→ **Exercise description**
Locate every line below that contains the string "sign" and copy each one out in full. Matching is case-sensitive.

[Region labeling lines]
---

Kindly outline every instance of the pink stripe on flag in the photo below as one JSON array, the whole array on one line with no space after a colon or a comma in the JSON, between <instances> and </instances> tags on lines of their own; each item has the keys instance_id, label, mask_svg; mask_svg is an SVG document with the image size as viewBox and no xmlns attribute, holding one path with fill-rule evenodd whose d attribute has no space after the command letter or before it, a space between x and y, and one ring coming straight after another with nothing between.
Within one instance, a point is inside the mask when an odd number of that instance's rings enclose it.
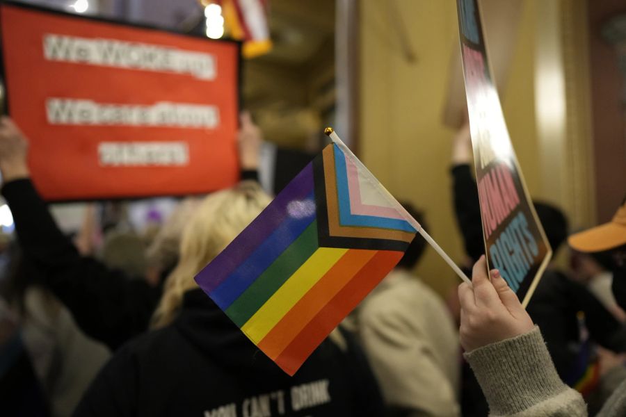
<instances>
[{"instance_id":1,"label":"pink stripe on flag","mask_svg":"<svg viewBox=\"0 0 626 417\"><path fill-rule=\"evenodd\" d=\"M346 156L346 167L348 174L348 191L350 195L350 212L352 214L406 220L395 208L362 203L361 188L359 186L359 172L356 165L350 161L347 156Z\"/></svg>"}]
</instances>

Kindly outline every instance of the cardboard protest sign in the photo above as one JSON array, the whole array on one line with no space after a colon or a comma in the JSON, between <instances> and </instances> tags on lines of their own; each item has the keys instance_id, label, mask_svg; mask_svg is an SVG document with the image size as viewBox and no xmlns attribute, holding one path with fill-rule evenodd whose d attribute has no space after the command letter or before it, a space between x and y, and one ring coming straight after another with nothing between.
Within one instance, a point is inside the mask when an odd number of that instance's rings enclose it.
<instances>
[{"instance_id":1,"label":"cardboard protest sign","mask_svg":"<svg viewBox=\"0 0 626 417\"><path fill-rule=\"evenodd\" d=\"M9 3L0 33L8 111L45 199L237 181L239 44Z\"/></svg>"},{"instance_id":2,"label":"cardboard protest sign","mask_svg":"<svg viewBox=\"0 0 626 417\"><path fill-rule=\"evenodd\" d=\"M552 252L511 143L476 0L457 0L457 10L487 261L526 306Z\"/></svg>"}]
</instances>

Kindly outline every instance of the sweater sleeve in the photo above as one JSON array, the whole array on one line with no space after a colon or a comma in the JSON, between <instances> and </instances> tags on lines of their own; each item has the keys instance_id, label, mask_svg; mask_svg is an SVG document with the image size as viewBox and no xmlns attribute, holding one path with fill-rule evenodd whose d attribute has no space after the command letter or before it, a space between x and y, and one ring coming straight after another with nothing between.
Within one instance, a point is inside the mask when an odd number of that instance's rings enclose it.
<instances>
[{"instance_id":1,"label":"sweater sleeve","mask_svg":"<svg viewBox=\"0 0 626 417\"><path fill-rule=\"evenodd\" d=\"M469 165L452 167L454 214L463 238L465 253L475 262L485 253L478 188Z\"/></svg>"},{"instance_id":2,"label":"sweater sleeve","mask_svg":"<svg viewBox=\"0 0 626 417\"><path fill-rule=\"evenodd\" d=\"M559 379L536 326L465 356L485 393L490 415L587 415L581 395Z\"/></svg>"},{"instance_id":3,"label":"sweater sleeve","mask_svg":"<svg viewBox=\"0 0 626 417\"><path fill-rule=\"evenodd\" d=\"M88 335L115 350L147 327L160 288L81 256L58 229L30 179L2 188L27 262Z\"/></svg>"}]
</instances>

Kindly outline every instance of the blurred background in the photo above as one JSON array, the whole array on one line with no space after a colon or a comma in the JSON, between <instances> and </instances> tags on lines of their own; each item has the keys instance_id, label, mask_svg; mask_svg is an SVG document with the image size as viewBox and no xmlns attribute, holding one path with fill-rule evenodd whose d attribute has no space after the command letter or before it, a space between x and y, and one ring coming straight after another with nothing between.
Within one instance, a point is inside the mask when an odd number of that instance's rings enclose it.
<instances>
[{"instance_id":1,"label":"blurred background","mask_svg":"<svg viewBox=\"0 0 626 417\"><path fill-rule=\"evenodd\" d=\"M70 13L214 38L223 19L196 0L28 1ZM572 229L607 221L626 179L626 3L483 0L486 42L509 133L534 199ZM273 47L243 63L242 107L267 145L260 176L278 191L332 125L431 236L463 257L453 218L452 138L465 108L454 0L271 0ZM218 16L219 11L216 12ZM211 17L214 16L214 17ZM135 229L167 217L169 199L99 204L102 222ZM68 233L85 204L56 204ZM112 219L115 219L114 220ZM10 212L0 207L10 233ZM458 279L432 250L417 273L440 294Z\"/></svg>"}]
</instances>

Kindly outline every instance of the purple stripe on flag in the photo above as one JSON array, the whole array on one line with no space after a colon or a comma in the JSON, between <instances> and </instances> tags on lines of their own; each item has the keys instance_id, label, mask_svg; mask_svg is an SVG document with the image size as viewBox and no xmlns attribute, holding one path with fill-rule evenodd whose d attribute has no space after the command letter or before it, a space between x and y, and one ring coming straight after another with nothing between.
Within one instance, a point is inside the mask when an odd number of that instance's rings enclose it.
<instances>
[{"instance_id":1,"label":"purple stripe on flag","mask_svg":"<svg viewBox=\"0 0 626 417\"><path fill-rule=\"evenodd\" d=\"M296 208L298 206L308 208L285 217L273 233L224 282L211 291L211 298L220 309L225 311L315 220L315 196L312 191L306 199L297 202L300 204L294 204Z\"/></svg>"},{"instance_id":2,"label":"purple stripe on flag","mask_svg":"<svg viewBox=\"0 0 626 417\"><path fill-rule=\"evenodd\" d=\"M243 231L195 276L209 294L223 282L288 215L287 205L302 200L313 190L313 167L309 163Z\"/></svg>"}]
</instances>

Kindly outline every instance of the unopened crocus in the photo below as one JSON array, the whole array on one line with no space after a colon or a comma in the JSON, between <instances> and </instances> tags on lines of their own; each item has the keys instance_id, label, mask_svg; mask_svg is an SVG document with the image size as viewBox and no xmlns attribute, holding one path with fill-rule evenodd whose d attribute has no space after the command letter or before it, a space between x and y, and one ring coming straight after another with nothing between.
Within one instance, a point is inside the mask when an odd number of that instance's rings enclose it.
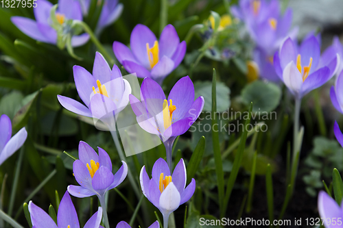
<instances>
[{"instance_id":1,"label":"unopened crocus","mask_svg":"<svg viewBox=\"0 0 343 228\"><path fill-rule=\"evenodd\" d=\"M29 203L29 212L34 228L80 228L78 213L68 191L64 193L58 207L57 225L47 212L32 201ZM84 228L104 228L100 225L102 218L102 209L99 207L97 212L86 223Z\"/></svg>"},{"instance_id":2,"label":"unopened crocus","mask_svg":"<svg viewBox=\"0 0 343 228\"><path fill-rule=\"evenodd\" d=\"M340 206L327 192L320 191L318 194L318 212L325 228L342 227L343 202Z\"/></svg>"},{"instance_id":3,"label":"unopened crocus","mask_svg":"<svg viewBox=\"0 0 343 228\"><path fill-rule=\"evenodd\" d=\"M193 196L196 181L192 178L186 188L187 170L182 159L171 175L167 162L159 158L152 167L152 177L150 179L143 166L139 177L143 194L158 208L163 216L163 227L167 228L170 214Z\"/></svg>"},{"instance_id":4,"label":"unopened crocus","mask_svg":"<svg viewBox=\"0 0 343 228\"><path fill-rule=\"evenodd\" d=\"M113 51L117 59L130 73L149 77L159 84L182 61L186 53L186 42L180 42L176 30L167 25L158 40L145 25L137 25L131 33L131 49L115 41Z\"/></svg>"},{"instance_id":5,"label":"unopened crocus","mask_svg":"<svg viewBox=\"0 0 343 228\"><path fill-rule=\"evenodd\" d=\"M27 132L23 127L13 137L11 136L11 120L3 114L0 117L0 165L23 146L27 138Z\"/></svg>"},{"instance_id":6,"label":"unopened crocus","mask_svg":"<svg viewBox=\"0 0 343 228\"><path fill-rule=\"evenodd\" d=\"M128 224L128 223L121 221L118 225L116 228L131 228L131 226ZM152 223L151 226L150 226L147 228L160 228L160 224L158 223L158 221L156 221L155 223Z\"/></svg>"},{"instance_id":7,"label":"unopened crocus","mask_svg":"<svg viewBox=\"0 0 343 228\"><path fill-rule=\"evenodd\" d=\"M70 20L82 21L81 6L77 0L58 0L54 18L50 17L53 5L49 1L38 0L34 4L36 4L34 8L36 21L23 16L12 16L11 21L21 31L36 40L57 45L58 33L71 30ZM56 31L54 21L57 23L60 31ZM71 46L83 45L88 39L87 34L73 36Z\"/></svg>"},{"instance_id":8,"label":"unopened crocus","mask_svg":"<svg viewBox=\"0 0 343 228\"><path fill-rule=\"evenodd\" d=\"M128 103L131 86L123 79L116 65L111 70L102 54L97 52L93 75L80 66L73 67L76 90L86 105L69 97L58 95L60 104L79 115L101 119L112 130L115 118Z\"/></svg>"},{"instance_id":9,"label":"unopened crocus","mask_svg":"<svg viewBox=\"0 0 343 228\"><path fill-rule=\"evenodd\" d=\"M289 91L300 100L330 79L340 65L338 54L326 66L319 66L320 47L310 36L299 47L288 38L274 56L275 71Z\"/></svg>"},{"instance_id":10,"label":"unopened crocus","mask_svg":"<svg viewBox=\"0 0 343 228\"><path fill-rule=\"evenodd\" d=\"M146 131L159 136L165 144L170 167L175 138L189 129L204 107L204 98L199 97L194 101L194 86L188 76L176 82L168 99L161 86L148 77L143 80L141 86L141 102L130 95L139 125Z\"/></svg>"},{"instance_id":11,"label":"unopened crocus","mask_svg":"<svg viewBox=\"0 0 343 228\"><path fill-rule=\"evenodd\" d=\"M69 186L68 192L79 198L96 195L103 209L105 225L108 228L105 193L123 182L128 174L128 166L122 161L123 164L113 175L110 157L100 147L98 150L99 155L87 143L80 142L79 159L73 164L73 173L80 186Z\"/></svg>"}]
</instances>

---

→ **Solution to the problem**
Kindly outline every instance of the cardboard protest sign in the photo above as one JSON array, the whole array on one line with no space after a colon or a comma in the JSON, between <instances> and </instances> tags on lines of their own; each item has the keys instance_id, label, mask_svg; mask_svg is an SVG document with the image size as viewBox and no xmlns attribute, holding one path with fill-rule evenodd whose d attribute has no space after the command letter or before it, a space between x and y, and one ring coming straight after another with nothing between.
[{"instance_id":1,"label":"cardboard protest sign","mask_svg":"<svg viewBox=\"0 0 626 417\"><path fill-rule=\"evenodd\" d=\"M9 3L0 33L8 111L45 199L237 181L239 44Z\"/></svg>"},{"instance_id":2,"label":"cardboard protest sign","mask_svg":"<svg viewBox=\"0 0 626 417\"><path fill-rule=\"evenodd\" d=\"M552 252L511 143L476 0L457 0L457 10L487 261L526 306Z\"/></svg>"}]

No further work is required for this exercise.